→ Raw data

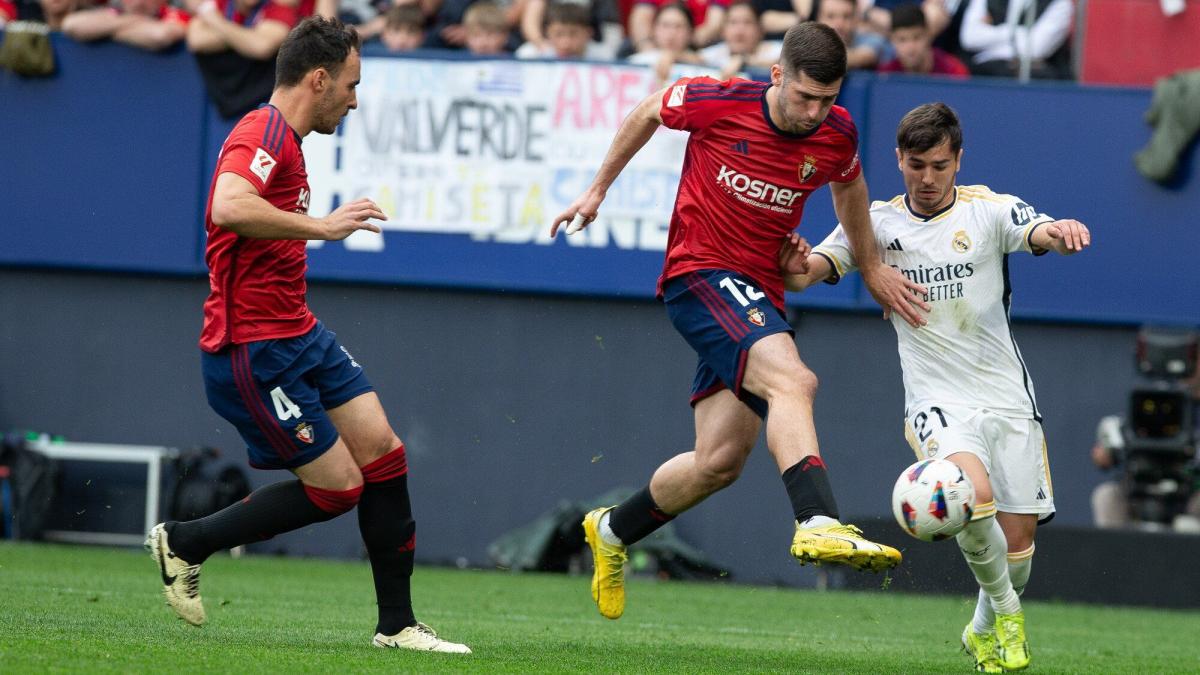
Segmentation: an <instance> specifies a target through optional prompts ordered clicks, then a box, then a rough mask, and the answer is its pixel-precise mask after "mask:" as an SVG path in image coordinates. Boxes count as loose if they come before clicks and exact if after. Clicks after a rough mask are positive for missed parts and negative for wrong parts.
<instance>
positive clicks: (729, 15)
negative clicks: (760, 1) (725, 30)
mask: <svg viewBox="0 0 1200 675" xmlns="http://www.w3.org/2000/svg"><path fill="white" fill-rule="evenodd" d="M733 7H745V8H748V10H750V11H751V12H754V18H756V19H758V20H760V22H761V20H762V12H760V11H758V6H757V5H755V4H754V0H733V1H732V2H730V6H728V7H726V8H725V16H730V11H732V10H733ZM758 28H762V26H761V25H760V26H758Z"/></svg>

→ What to produce
Pictures are to be left out; everything else in the records gets retyped exactly.

→ Response to the exercise
Segmentation: an <instance> specifies a target through optional prompts ordered clicks, then a box, then a rough mask, and the answer is its pixel-precise mask after "mask:" as an SVG path in image coordinates. Boxes count as loose if they come before clicks and exact if after. Clicks after a rough mask are positive for missed parts and negative for wrong parts.
<instance>
positive clicks: (729, 15)
negative clicks: (760, 1) (725, 30)
mask: <svg viewBox="0 0 1200 675" xmlns="http://www.w3.org/2000/svg"><path fill="white" fill-rule="evenodd" d="M733 7H745V8H748V10H750V11H751V12H754V18H756V19H758V20H760V22H761V20H762V12H760V11H758V6H757V5H755V4H754V0H733V1H732V2H730V6H728V7H726V8H725V16H730V11H732V10H733ZM758 28H762V26H761V25H760V26H758Z"/></svg>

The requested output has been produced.